## PROMPT
Edit every entry by changing "light switch" to "wall switch" wherever it appears, and leave everything else as it is.

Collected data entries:
::::
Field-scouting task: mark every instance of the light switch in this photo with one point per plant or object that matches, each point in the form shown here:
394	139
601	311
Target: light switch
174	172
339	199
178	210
::::
## RESULT BELOW
Field-scouting task: mark every instance of the wall switch in this photo with one point per plant or object that matches, each point in the form shown here:
394	139
601	311
Target: wall switch
174	172
339	199
178	210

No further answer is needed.